# AIM:
Copy out every one of the entries below word for word, leaving out the pictures.
***** RECORDED INFORMATION
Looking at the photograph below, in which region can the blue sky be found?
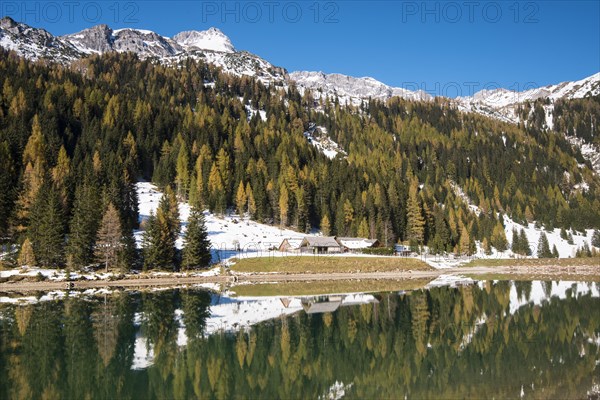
[0,0,600,97]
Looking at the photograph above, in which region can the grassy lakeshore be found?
[231,256,432,274]
[231,279,431,297]
[463,257,600,273]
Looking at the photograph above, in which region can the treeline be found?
[517,95,600,145]
[0,52,600,267]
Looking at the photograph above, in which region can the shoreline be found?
[0,266,600,293]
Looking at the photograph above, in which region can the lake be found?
[0,281,600,399]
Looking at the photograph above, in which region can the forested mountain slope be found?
[0,51,600,265]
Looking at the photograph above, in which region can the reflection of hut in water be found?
[302,295,343,314]
[298,294,379,314]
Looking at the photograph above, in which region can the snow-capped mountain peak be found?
[0,17,287,84]
[173,28,235,53]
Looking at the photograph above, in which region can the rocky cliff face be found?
[0,17,287,84]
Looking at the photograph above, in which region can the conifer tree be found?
[552,245,560,258]
[143,187,179,270]
[182,208,211,269]
[343,199,354,235]
[0,141,15,242]
[358,217,371,238]
[510,228,522,254]
[458,225,471,255]
[481,238,492,256]
[28,184,65,268]
[246,182,256,218]
[321,214,331,236]
[175,143,190,201]
[51,146,71,210]
[279,185,289,227]
[17,238,37,267]
[95,203,123,272]
[491,222,508,252]
[235,181,248,217]
[208,163,226,214]
[537,232,552,258]
[592,229,600,248]
[67,183,101,267]
[15,115,46,233]
[406,183,425,244]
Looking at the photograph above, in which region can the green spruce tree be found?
[181,208,211,270]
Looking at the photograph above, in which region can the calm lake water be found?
[0,281,600,399]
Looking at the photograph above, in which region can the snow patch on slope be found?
[289,71,432,105]
[134,182,303,262]
[173,28,235,53]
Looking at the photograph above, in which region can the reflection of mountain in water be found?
[0,281,600,398]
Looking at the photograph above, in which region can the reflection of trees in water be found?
[0,282,600,398]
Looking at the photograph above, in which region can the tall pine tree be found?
[181,208,211,269]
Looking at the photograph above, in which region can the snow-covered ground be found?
[135,182,304,261]
[304,126,347,159]
[451,183,594,258]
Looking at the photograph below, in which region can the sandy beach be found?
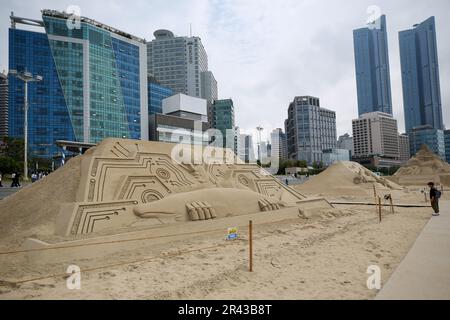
[0,201,430,299]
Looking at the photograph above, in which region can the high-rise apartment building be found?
[353,15,392,116]
[208,99,235,149]
[409,125,446,159]
[270,128,288,161]
[147,77,173,115]
[352,112,400,160]
[9,10,148,158]
[149,93,209,145]
[147,30,217,100]
[337,133,355,159]
[200,71,219,103]
[239,134,256,163]
[444,130,450,163]
[285,96,336,164]
[398,134,411,164]
[0,72,9,140]
[399,17,444,133]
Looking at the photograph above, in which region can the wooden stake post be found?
[248,220,253,272]
[372,184,378,213]
[378,197,381,223]
[389,194,395,213]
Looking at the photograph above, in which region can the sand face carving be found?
[43,139,330,236]
[395,145,450,176]
[296,161,403,197]
[392,145,450,185]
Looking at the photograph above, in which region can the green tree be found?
[0,157,21,174]
[3,138,25,163]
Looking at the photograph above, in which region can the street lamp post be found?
[9,70,43,181]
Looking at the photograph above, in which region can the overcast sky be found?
[0,0,450,141]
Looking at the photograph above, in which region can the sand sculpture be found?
[296,161,402,197]
[1,139,331,244]
[390,145,450,185]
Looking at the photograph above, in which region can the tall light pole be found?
[256,126,264,164]
[9,69,43,181]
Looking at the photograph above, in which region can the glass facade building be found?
[399,17,444,133]
[444,130,450,163]
[285,96,337,164]
[8,28,75,157]
[409,125,446,159]
[9,10,148,158]
[353,15,392,116]
[0,72,9,140]
[210,99,235,150]
[147,29,217,100]
[148,79,173,115]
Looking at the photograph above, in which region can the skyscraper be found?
[148,77,173,115]
[270,128,288,161]
[0,72,9,140]
[200,71,219,103]
[285,96,337,164]
[353,15,392,116]
[399,17,444,132]
[9,10,148,158]
[209,99,235,149]
[352,112,400,159]
[147,29,217,99]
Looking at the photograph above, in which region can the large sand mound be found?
[0,157,82,242]
[389,145,450,187]
[0,139,330,248]
[296,161,402,197]
[394,145,450,177]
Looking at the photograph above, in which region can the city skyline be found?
[0,0,450,139]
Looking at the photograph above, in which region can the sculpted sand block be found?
[0,139,331,239]
[391,145,450,185]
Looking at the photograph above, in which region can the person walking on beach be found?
[428,182,441,217]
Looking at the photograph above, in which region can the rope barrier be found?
[0,218,312,286]
[0,207,408,285]
[0,222,296,256]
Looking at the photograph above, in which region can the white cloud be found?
[0,0,450,137]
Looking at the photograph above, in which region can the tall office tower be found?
[398,134,411,164]
[147,77,173,115]
[149,93,208,145]
[200,71,219,103]
[285,96,337,164]
[337,133,355,159]
[270,128,288,161]
[352,112,400,160]
[353,15,392,116]
[0,72,9,140]
[444,130,450,163]
[147,30,213,98]
[409,125,446,159]
[239,134,256,163]
[209,99,235,149]
[399,17,444,132]
[233,126,241,157]
[9,10,148,158]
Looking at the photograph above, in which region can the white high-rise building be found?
[353,112,400,160]
[200,71,219,102]
[270,128,287,161]
[398,133,411,163]
[147,30,217,99]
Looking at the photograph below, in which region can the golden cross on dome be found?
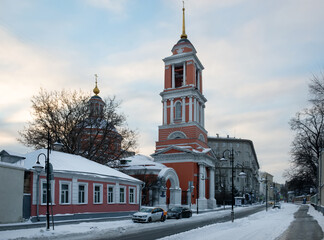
**********
# COMPLETED EXERCISE:
Looking at the photograph below, in which region can the blue sky be found?
[0,0,600,97]
Looking at the photograph above, in which region can the grassy lakeshore be found?
[231,256,432,274]
[231,279,431,297]
[463,257,600,273]
Looking at the photograph above, in which region can the treeline be found?
[517,95,600,145]
[0,52,600,267]
Looking at the photograph above, in which region can the shoreline be found?
[0,266,600,293]
Looking at the photograph above, in which region can the lake be found?
[0,281,600,399]
Looking at the photograph above, in which region can the forested mountain slope be found?
[0,51,600,265]
Looking at the photograph above, in which region can the reflection of hut in water be found?
[302,295,343,314]
[298,294,379,314]
Looking at the photograph above, in which region can the snow-capped mountain peak be found?
[0,17,287,84]
[173,28,235,53]
Looking at the photograph above, in which region can the rocky cliff face be found?
[0,17,287,84]
Looking at the photograph above, in which region can the conifer tree be found?
[552,245,560,258]
[143,187,179,270]
[182,208,211,269]
[343,199,354,235]
[0,141,15,242]
[358,217,371,238]
[510,228,522,254]
[458,225,471,255]
[481,238,492,256]
[28,184,65,268]
[246,182,256,218]
[321,214,331,236]
[175,143,190,201]
[51,146,71,210]
[279,185,289,227]
[17,238,37,267]
[95,203,123,272]
[491,222,508,252]
[235,181,248,217]
[208,163,226,214]
[537,232,552,258]
[592,229,600,248]
[67,183,101,267]
[15,115,46,233]
[406,183,425,244]
Looking at the photograph above, in which region can the green spruce tree be found?
[181,208,211,270]
Looking at the photograph above, in which region can the calm lake water be found?
[0,281,600,399]
Looking at the photograph above, in which region can the snow patch on slope be found?
[289,71,432,105]
[134,182,303,262]
[173,28,235,53]
Looking at the photograph above, in which region can the reflection of mountain in water be found?
[0,281,600,398]
Looking at the photograph above, in which region can the reflection of trees in water be found?
[0,282,600,398]
Looking at the photograph above, in which region can the tall pine tree be found?
[181,208,211,269]
Looking at the photograph above, in which region can the snow-covered ground be found?
[135,182,304,261]
[304,126,347,159]
[451,183,594,258]
Looking at the photograph below, in which region can the sandy beach be found?
[0,201,430,299]
Looking at the photograph above, in which region can the high-rise apartment building be found?
[353,15,392,116]
[208,99,235,149]
[409,125,446,159]
[270,128,288,161]
[147,77,173,115]
[352,112,400,160]
[9,10,148,158]
[149,93,209,145]
[147,30,217,100]
[337,133,355,159]
[200,71,219,103]
[239,134,256,163]
[444,130,450,163]
[285,96,336,164]
[398,134,411,164]
[0,72,9,140]
[399,17,444,133]
Looking at the photograph above, in which region can the wooden stake post be found?
[248,220,253,272]
[372,184,378,213]
[378,197,381,223]
[389,194,395,213]
Looking at the photograph above, in which region can the sand face carving be found?
[43,139,330,236]
[395,145,450,176]
[296,161,403,197]
[392,145,450,185]
Looking at the photograph above, in which region can the green tree be found?
[0,157,21,174]
[3,138,25,163]
Looking at the photograph above, in which region can the street lamp post be found?
[9,70,43,181]
Looking at the photograph above, in which region can the overcast sky be found?
[0,0,450,141]
Looking at the photograph above, in which region can the sand sculpture be found?
[296,161,402,197]
[1,139,331,244]
[390,145,450,185]
Looking at the photograph above, in which region can the tall light pole be found?
[256,126,264,164]
[9,69,43,181]
Looking at the photograph above, in which region can the glass facade building be found?
[399,17,444,133]
[444,130,450,163]
[285,96,337,164]
[8,28,75,157]
[409,125,446,159]
[9,10,148,158]
[353,15,392,116]
[0,72,9,140]
[210,99,235,150]
[147,29,217,100]
[148,79,173,115]
Looking at the photograph above, in which region can the skyscraper be found?
[148,77,173,115]
[270,128,288,161]
[0,72,9,140]
[200,71,219,103]
[285,96,337,164]
[353,15,392,116]
[399,17,444,132]
[9,10,148,158]
[209,99,235,149]
[352,112,400,159]
[147,29,217,99]
Looking at the photograph above, in which region can the large sand mound be found?
[0,157,82,242]
[389,145,450,187]
[0,139,330,248]
[296,161,402,197]
[394,145,450,177]
Looking at the photograph above, in which region can the city skyline be found?
[0,0,450,139]
Looking at the photograph above, in which region can the sculpted sand block be found?
[0,139,331,239]
[391,145,450,185]
Looking at the photograph above, in which region can the person walking on beach be found?
[428,182,441,217]
Looking at the photograph above, in which region can the rope barrier be found?
[0,218,312,286]
[0,207,408,285]
[0,222,296,256]
Looking at the photograph above, in which region can the white cloud be found?
[0,0,450,137]
Looking at the photograph above, in which region can the tall office tower be found?
[398,134,411,164]
[147,77,173,115]
[149,93,208,145]
[200,71,219,103]
[285,96,337,164]
[337,133,355,159]
[270,128,288,161]
[352,112,400,160]
[353,15,392,116]
[0,72,9,140]
[444,130,450,163]
[147,30,213,98]
[409,125,446,159]
[239,134,256,163]
[209,99,235,149]
[399,17,444,132]
[233,126,241,157]
[9,10,148,158]
Looking at the photograph above, in which region can the white high-rise building be found?
[353,112,400,160]
[200,71,219,102]
[270,128,287,161]
[398,133,411,163]
[147,30,217,99]
Looking at the photograph below, in which region can the golden cross on dome be found?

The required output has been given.